## Text passage
------------------------

A PARIS21-led Task Team has developed a first composite indicator to measure global statistical literacy. The indicator provides an indirect measure of the use of and critical engagement with statistics in the media using articles from daily RSS feeds of the top five national newspapers. The indicator has been updated annually since 2016.

*Data sources*

To measure statistical literacy empirically, we turn to references to statistics and statistical fallacies in national newspaper articles that are accessible online, in line with the work done by Watson and Callingham (2003) in terms of scaling. This is essentially for three reasons.

- First, and foremost, while there is some gap between journalists’ perception of statistics, which is reflected by statistics reported in news articles, and the demand for statistics in the audience, the writing of journalists can be seen as an image for a nation's demand for statistical facts as well as the depth of critical analysis. In any case, in most parts of the world, it largely reflects the nation’s consumption of statistical facts as well as the level of critical analysis of statistics offered to a country’s population.
- Second, newspaper articles are generally available, most of them online, which makes them representative for a country's literate population and easily accessible for text analysis.
- Lastly, alternative data sources are either not representative (e.g. Google Trends searches related to statistics; downloads of statistical software packages) or are reported infrequently and/or not comparable across countries (e.g. job categories related to statistics; regional numeracy assessments).

The indicator used is a three-dimensional composite indicator of the equally weighted percentages of national newspaper articles that contain references to statistics at statistical literacy level 1, 2 or 3, respectively, following the scale defined in Table 1. The three levels are not mutually exclusive. For each of the three levels, we obtain the share of documents that match the classification, country per country. An overall measure for statistical literacy is then obtained as the sum over the three shares. Specifically, the methodology classifies keywords used in each article into literacy levels 1 to 3 based on three corresponding keyword lists, so that for each of the 3 levels, there is a different denominator of newspaper articles that is analyzed (see below for a precise description of the keyword analysis). Each keyword list contains different terms referring to statistics and statistical fallacies, and the use of one precise category of keywords by one newspaper article allows for defining one level of statistical literacy.

------------------------

## Required work
(1) Decide whether each statement agrees with the passage on the statistical literacy indicator. Answer yes or no, and quote the words from the passage that settle it. (a) The indicator has been updated every year since 2016. (b) The three statistical literacy levels are mutually exclusive. (c) The overall measure is the average of the three shares.
(2) Write the next part of the passage on the statistical literacy indicator, starting after its final sentence.

(Object position labeling records)

------------------------

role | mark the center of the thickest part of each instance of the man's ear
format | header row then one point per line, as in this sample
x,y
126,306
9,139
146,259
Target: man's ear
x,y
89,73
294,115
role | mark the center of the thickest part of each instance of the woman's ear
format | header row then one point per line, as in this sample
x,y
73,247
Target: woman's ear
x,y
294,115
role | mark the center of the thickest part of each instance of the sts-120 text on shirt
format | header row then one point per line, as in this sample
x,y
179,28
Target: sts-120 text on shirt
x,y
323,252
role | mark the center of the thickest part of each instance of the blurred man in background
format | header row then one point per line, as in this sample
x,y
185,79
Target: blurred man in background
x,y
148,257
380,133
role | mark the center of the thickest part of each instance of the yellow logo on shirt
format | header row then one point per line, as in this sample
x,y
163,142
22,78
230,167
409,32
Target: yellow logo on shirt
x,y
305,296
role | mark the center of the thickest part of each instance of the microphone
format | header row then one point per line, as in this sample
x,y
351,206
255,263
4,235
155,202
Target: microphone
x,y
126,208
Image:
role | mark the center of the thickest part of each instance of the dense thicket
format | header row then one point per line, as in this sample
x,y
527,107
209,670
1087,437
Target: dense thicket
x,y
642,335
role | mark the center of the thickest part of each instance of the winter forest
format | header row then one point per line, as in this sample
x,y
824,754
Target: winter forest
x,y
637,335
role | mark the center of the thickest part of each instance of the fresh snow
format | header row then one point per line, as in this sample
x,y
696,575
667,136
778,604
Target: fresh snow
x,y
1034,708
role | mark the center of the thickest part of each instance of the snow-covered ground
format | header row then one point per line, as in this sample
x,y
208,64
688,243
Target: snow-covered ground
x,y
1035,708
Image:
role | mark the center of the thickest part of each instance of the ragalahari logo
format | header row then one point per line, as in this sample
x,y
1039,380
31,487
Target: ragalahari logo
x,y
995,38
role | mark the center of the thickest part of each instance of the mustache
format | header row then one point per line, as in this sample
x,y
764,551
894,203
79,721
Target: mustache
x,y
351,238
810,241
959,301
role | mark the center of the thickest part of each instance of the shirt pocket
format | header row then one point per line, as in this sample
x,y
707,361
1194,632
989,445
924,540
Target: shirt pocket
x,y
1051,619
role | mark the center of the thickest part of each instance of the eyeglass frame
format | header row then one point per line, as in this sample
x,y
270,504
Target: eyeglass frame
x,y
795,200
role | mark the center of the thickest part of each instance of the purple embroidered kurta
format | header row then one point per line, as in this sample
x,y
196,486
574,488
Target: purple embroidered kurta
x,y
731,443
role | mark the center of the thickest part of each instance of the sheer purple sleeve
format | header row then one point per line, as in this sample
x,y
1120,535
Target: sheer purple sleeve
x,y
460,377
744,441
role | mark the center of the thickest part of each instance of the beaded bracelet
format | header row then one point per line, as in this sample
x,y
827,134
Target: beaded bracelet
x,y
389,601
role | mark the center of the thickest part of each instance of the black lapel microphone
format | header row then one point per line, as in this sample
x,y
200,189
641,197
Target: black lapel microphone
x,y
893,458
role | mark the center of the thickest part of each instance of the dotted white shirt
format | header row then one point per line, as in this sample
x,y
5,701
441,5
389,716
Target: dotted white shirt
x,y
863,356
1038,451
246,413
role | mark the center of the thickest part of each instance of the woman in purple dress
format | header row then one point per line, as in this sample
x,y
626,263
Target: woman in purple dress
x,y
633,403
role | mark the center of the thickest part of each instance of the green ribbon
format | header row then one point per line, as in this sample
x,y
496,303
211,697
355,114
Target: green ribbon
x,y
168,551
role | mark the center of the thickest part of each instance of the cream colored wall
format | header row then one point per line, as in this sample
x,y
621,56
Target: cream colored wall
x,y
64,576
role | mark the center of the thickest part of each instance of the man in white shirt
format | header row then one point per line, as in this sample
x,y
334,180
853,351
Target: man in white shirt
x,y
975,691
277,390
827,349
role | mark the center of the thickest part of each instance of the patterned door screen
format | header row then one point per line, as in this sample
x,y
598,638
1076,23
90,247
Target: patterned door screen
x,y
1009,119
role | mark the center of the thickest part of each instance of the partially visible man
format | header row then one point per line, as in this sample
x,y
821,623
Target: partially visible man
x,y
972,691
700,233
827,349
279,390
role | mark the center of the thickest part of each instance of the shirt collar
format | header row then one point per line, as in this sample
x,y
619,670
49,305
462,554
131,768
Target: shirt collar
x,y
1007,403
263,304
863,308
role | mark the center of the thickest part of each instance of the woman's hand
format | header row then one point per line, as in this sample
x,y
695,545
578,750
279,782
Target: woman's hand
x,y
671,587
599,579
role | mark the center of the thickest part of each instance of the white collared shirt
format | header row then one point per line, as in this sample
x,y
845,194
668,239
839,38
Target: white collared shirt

------------------------

## Task-by-task results
(1)
(a) Yes: "The indicator has been updated annually since 2016."
(b) No: "The three levels are not mutually exclusive."
(c) No: "An overall measure for statistical literacy is then obtained as the sum over the three shares."

(2)
The empirical instrument is still under construction and the preliminary results described here are helpful to improve the quality of measurement. To establish the validity of the measure, the classification of articles will be further validated by analysts at National Statistical Offices (NSOs).

*Text mining techniques*

This subsection summarises the keywords used in the analysis, and the sources used to define the appropriate keywords. It also provides examples of keywords defined for each level of statistical literacy. Keywords are derived from major statistical data sources and refer to wide categories of indicator, based on standard internationally adopted by NSOs, International Organisations, books, articles and glossaries specialized in statistics and statistical fallacies (examples are the OECD Glossary of Statistical Fallacies or the Glossary of Statistical Terms by the University of California, Berkeley, for English keywords; or the Glossário Inglês-Português de Estatística for Portuguese keywords). The detailed list of keywords used in the analysis, data source and preliminary results are available from in Appendix A.

The study further used the World Bank's WDI database (World Development Indicator) to extend the initial keywords list and added a blacklist of keywords to disentangle ambiguous meaning of acronyms (such as IPC for instance, which stands for both 'indice des prix à la consommation' and 'International Paralympic Committee). The reliability and validity of the keyword lists will be further tested during the implementation of validity checks (see below).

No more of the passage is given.